◆ **TEXT EXTRACT**

Not everyone was singing off the same hymn sheet when the news was announced in the late 1990s that a new millennium would bring a new sport to Northern Ireland.
he chorus of voices declaring 'ice hockey will never take off here' was loud enough to drown out a sell-out Belfast Giants crowd at the Odyssey Arena.
When the team did finally hit the ice on December 2, 2000 - 20 years ago this coming Wednesday - it was the latter that met them.
The newspapers, television and radio were filled with Canadian voices and pictures in the week leading up to the game. It was going to take off alright, but the question was would it fly or crash.
Bob Zeller, who with his friend Albert Maasland built the team from the ground up, pretty much in parallel with the Odyssey Arena itself, was convinced that ice hockey would be a hit in Northern Ireland, it was just a matter of getting people through the door.
"I always said it was like the opera, which I love just as much as I love ice hockey," said Zeller, now aged 78.
"When you go to your first opera just relax and enjoy the spectacle and the rest will come to you over time.
"It's the same in hockey. You just enjoy the speed of the game and the skills are even more obvious because very few in the stands could actually skate and they could appreciate how well these big hunks of guys could do it."
The only thing missing was the result as the Giants lost to the Ayr Scottish Eagles on opening night.
Zeller, a former journalist who had followed many a cycling Grand Tour and who still retains a passion for ice hockey long after his time as a goaltender finished, didn't just stick a pin in a map and jump at placing an ice hockey team in Belfast.
An immeasurable amount of work went on behind the scenes, but only after Guildford's loss ultimately led to Belfast gaining.
"Around the end of 1997 and the start of 1998 I was asked by the owner at Guildford to take over the team and run it with the idea that there would be the opportunity of playing at a higher level because there was the beginning of some good arenas in England," said Zeller.
"He then decided he didn't want to make that move and I decided that I was so keen on being with a new club that if it wasn't going to be Guildford I would have to start a team of my own in the new Superleague.
"I spoke to Albert, we looked at it very carefully and we decided eventually that we would make a go of it.
"The next question was where do we put it?
"The whole basis for Superleague, which many people have forgotten, was that there were going to be enough arenas to produce a good level of hockey.
"There was going to be Sheffield, The London Docklands was already onboard, there was going to be Liverpool, there was going to be Southampton.

◆ **PROVIDED MATERIAL**
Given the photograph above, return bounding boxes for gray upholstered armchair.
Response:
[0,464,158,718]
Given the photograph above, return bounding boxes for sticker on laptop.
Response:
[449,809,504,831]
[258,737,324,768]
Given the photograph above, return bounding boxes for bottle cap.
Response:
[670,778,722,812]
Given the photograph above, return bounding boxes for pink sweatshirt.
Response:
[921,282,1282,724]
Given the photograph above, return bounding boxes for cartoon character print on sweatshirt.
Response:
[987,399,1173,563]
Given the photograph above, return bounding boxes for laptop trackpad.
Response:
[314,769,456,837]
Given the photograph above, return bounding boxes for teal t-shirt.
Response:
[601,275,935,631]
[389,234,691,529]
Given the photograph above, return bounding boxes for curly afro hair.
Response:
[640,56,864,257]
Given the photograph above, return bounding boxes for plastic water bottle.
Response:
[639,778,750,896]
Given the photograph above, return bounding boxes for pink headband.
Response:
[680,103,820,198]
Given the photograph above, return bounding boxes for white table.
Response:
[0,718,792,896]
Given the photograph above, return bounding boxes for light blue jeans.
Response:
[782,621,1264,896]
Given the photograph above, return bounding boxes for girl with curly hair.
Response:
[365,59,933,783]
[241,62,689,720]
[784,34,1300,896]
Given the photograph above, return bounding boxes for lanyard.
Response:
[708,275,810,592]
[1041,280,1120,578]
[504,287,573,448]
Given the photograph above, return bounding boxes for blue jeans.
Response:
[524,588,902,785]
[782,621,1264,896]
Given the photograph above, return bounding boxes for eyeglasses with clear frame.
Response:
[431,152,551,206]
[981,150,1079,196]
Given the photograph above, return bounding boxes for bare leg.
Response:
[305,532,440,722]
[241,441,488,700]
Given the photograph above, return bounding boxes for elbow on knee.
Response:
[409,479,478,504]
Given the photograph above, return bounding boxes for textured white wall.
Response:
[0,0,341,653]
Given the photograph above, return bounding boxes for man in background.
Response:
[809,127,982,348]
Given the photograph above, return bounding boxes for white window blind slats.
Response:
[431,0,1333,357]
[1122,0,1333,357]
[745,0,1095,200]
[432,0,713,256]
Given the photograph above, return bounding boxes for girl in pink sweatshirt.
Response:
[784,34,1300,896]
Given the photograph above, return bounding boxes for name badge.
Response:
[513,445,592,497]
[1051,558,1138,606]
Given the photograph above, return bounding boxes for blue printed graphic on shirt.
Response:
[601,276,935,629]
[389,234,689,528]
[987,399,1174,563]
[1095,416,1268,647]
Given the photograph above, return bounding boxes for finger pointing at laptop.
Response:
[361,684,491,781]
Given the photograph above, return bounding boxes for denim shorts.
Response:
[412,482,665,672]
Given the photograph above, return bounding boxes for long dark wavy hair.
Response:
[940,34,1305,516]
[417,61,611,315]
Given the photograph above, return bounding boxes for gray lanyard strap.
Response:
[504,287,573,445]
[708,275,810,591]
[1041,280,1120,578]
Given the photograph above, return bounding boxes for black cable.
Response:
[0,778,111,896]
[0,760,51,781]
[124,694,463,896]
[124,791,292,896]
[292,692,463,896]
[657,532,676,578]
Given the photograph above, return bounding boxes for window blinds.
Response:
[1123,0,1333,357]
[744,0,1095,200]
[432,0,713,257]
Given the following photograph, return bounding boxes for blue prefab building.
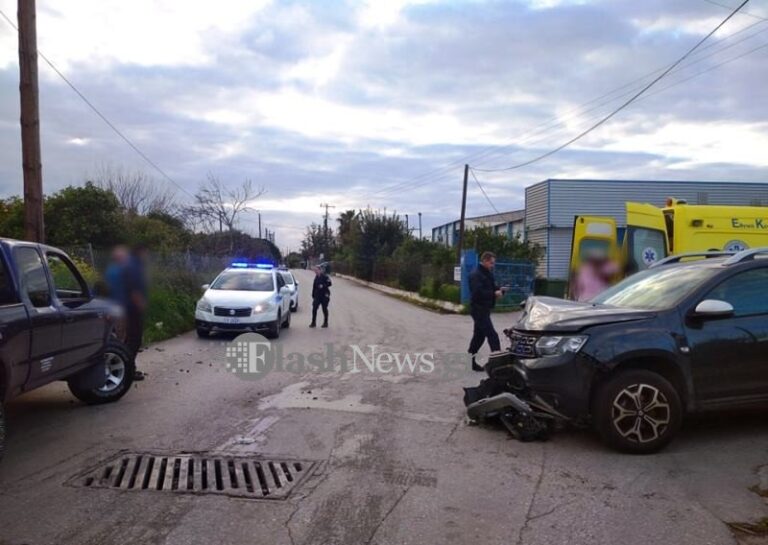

◆ **PROBLEM SET**
(a) Rewrite the paragraph of the Belfast Giants article that begins "Bob Zeller, who with his friend" more briefly, keeping its main facts.
(b) Carry the Belfast Giants article on past its final sentence.
The records have nothing to do with the Belfast Giants article.

◆ **RESPONSES TO THE TASKS**
(a) Bob Zeller and his friend Albert Maasland built the team from scratch, at roughly the same time as the Odyssey Arena was going up. Zeller was sure ice hockey would be a hit in Northern Ireland. The only challenge was getting people through the door.

(b)
"I was told that Belfast was likely to get a team and I started to do some homework on that. Eventually one by one I eliminated the others - which was good because some of them never actually happened. The new buildings didn't get built, but Belfast did and we knew it was going to get built.
"I asked a marketing person who I knew very well to come to Northern Ireland to do a survey and a week later he called me and said, 'You're crazy if you go anywhere else but Belfast'.
"He said Belfast has a much greater gap between income and outgoings than anywhere else in the United Kingdom and that amount of money available for leisure time activities was considerably higher in Belfast than anywhere else in the United Kingdom. I couldn't believe that, but he was dead on right."
With the decision made on the location, the arena's foundations on the way too and a substantial six-figure sum paid out just to own a franchise - which amounted to little more than a piece of paper - all that was needed was a team to put on the ice.
The key appointment - and something that Zeller, with modesty, revealed that Maasland said was the best decision he ever made - was the recruitment of the man who would build that team from nothing.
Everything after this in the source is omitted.